Render the records from the start through the line containing "[277,205,298,249]", that line included, as a JSON list of strings with one string per line and blank lines omitted.

[START Recorded data]

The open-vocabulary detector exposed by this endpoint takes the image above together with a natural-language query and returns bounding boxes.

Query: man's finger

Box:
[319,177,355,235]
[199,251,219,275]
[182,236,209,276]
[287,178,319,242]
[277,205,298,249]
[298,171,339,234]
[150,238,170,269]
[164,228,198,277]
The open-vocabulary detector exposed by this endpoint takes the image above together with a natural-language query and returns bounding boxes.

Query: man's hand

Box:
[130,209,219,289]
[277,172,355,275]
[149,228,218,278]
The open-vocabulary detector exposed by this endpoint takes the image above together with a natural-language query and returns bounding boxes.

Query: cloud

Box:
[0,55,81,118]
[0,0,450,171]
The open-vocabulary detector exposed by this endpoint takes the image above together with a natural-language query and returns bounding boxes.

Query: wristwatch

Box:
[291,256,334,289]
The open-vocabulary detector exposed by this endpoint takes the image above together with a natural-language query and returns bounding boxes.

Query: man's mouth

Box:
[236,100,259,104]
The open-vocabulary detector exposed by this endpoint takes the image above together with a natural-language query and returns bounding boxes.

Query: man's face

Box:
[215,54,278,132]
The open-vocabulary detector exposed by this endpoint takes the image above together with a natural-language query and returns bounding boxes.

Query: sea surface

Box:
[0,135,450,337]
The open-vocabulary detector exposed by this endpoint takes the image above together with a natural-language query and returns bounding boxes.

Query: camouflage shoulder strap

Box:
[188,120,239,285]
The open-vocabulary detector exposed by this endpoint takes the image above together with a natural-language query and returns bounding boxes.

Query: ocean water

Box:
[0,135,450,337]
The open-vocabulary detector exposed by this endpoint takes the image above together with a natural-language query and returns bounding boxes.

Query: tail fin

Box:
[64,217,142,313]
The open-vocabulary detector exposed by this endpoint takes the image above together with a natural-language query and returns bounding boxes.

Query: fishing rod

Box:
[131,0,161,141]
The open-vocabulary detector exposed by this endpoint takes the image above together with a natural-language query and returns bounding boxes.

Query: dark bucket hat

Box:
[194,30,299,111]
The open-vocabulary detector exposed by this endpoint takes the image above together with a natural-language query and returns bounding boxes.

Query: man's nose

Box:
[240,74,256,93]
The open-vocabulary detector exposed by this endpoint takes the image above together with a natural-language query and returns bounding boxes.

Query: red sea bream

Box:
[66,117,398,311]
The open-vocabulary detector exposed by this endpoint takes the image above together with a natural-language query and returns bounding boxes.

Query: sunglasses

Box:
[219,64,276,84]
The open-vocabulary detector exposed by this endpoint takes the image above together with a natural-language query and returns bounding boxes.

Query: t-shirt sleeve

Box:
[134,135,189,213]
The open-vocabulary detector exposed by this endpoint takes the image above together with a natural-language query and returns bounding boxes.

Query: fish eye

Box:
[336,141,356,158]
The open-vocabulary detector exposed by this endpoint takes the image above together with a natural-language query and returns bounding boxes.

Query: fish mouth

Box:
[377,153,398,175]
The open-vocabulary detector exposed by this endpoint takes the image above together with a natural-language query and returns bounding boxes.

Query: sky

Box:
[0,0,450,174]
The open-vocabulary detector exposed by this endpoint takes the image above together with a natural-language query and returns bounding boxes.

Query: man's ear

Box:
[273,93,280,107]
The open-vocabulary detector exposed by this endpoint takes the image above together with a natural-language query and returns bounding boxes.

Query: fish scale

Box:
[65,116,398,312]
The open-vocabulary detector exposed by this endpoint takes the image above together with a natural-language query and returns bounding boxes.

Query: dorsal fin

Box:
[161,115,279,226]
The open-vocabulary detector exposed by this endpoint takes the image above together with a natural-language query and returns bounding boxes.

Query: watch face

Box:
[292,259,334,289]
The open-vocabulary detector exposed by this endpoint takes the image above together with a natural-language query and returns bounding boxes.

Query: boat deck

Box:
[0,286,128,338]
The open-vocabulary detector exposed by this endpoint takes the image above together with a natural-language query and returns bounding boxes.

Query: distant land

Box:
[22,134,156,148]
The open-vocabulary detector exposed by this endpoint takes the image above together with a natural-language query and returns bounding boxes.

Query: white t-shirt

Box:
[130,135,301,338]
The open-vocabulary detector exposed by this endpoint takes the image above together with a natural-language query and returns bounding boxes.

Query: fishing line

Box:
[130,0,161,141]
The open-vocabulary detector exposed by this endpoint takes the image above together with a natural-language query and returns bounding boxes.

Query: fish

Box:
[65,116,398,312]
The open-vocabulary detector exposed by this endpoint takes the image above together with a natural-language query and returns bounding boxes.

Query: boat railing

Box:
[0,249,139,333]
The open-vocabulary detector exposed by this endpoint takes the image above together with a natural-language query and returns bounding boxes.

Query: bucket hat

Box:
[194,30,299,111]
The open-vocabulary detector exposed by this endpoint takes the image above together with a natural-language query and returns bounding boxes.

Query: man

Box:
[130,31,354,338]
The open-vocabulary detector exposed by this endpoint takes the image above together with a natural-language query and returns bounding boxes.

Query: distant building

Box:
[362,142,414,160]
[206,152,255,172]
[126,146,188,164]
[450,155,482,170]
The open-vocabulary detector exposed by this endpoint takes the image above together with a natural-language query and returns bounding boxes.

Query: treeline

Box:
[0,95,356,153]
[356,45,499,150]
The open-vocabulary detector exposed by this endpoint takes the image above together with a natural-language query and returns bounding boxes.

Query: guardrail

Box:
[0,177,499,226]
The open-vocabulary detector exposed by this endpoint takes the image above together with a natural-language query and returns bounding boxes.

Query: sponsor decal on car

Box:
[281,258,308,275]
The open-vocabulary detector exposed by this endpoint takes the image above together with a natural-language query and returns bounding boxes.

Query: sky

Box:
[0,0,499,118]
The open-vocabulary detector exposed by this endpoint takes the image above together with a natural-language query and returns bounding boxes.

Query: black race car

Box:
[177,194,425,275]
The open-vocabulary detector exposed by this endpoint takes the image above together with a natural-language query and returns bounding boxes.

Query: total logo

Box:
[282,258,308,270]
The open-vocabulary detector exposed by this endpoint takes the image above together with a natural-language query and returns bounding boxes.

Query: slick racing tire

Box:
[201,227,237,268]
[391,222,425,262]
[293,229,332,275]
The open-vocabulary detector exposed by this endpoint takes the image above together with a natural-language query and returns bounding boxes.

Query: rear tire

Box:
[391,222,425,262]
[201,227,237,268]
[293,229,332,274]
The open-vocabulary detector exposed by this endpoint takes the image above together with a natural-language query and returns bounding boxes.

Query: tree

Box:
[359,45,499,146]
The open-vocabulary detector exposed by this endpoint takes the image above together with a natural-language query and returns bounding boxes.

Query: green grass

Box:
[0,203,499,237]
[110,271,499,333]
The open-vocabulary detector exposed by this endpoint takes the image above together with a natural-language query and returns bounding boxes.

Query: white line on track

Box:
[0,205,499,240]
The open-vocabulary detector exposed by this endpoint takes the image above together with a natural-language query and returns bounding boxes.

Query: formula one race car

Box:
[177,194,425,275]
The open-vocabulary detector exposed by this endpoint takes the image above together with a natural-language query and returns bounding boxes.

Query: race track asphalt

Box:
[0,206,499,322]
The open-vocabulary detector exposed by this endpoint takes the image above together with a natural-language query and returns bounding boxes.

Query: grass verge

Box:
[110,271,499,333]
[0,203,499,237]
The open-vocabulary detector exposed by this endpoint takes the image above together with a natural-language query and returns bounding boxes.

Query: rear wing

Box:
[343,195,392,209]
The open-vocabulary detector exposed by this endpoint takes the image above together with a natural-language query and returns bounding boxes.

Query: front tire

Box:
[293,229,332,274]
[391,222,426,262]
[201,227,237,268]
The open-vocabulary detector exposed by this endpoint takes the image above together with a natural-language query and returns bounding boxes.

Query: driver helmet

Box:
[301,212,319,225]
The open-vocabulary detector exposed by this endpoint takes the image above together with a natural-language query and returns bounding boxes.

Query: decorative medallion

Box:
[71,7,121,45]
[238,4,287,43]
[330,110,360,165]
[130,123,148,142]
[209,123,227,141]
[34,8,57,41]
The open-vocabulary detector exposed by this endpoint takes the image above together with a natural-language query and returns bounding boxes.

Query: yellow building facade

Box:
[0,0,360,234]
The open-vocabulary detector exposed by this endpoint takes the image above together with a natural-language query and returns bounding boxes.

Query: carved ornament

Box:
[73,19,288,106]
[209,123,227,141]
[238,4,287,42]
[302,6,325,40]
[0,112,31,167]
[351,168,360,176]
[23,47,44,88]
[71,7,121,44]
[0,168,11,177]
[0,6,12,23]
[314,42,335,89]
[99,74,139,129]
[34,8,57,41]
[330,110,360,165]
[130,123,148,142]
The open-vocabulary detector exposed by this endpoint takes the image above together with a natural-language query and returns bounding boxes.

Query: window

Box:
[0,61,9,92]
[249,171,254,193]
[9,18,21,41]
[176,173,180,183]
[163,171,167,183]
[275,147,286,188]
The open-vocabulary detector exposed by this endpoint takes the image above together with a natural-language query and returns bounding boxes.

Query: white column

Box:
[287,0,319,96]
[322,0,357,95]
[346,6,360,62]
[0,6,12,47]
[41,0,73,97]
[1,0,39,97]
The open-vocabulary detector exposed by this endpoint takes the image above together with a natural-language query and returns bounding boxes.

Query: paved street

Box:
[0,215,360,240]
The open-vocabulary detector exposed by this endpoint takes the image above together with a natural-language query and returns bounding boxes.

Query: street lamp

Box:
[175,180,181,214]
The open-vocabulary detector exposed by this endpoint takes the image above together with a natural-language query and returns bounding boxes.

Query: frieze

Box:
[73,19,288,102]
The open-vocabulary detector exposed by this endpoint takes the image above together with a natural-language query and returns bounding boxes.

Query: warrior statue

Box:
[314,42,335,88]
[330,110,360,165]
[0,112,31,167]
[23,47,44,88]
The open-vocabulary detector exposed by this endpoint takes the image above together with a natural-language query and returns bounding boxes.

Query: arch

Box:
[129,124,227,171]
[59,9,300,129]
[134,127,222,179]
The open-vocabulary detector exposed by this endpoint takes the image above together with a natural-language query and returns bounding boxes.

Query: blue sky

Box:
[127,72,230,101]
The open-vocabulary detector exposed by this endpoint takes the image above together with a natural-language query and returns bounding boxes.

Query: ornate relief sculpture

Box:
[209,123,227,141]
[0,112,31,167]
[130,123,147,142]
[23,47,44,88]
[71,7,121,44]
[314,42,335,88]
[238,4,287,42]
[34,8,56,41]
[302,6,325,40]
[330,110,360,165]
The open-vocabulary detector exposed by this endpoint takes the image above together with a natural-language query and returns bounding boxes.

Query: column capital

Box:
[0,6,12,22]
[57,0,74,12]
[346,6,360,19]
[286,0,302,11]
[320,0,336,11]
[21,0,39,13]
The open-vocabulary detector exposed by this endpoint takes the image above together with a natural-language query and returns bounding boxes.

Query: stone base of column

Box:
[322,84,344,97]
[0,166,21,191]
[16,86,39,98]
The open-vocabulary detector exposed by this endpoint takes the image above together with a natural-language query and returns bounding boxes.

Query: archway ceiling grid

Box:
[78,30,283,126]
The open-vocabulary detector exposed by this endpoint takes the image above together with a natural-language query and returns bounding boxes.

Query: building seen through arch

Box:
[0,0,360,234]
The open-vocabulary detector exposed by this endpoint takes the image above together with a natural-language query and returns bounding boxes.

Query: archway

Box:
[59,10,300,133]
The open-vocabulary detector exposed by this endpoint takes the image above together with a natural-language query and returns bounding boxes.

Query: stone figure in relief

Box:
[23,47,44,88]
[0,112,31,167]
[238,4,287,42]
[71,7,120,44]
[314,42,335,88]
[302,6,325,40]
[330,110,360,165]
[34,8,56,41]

[END Recorded data]

Problem solution:
[
  "The open-vocabulary detector exposed by this endpoint takes the image above together with a natural-language query and returns bounding boxes.",
  "Query: man's finger",
  "Box:",
  "[319,177,355,235]",
  "[199,251,219,275]",
  "[182,236,209,276]",
  "[287,178,319,242]",
  "[277,205,298,249]"
]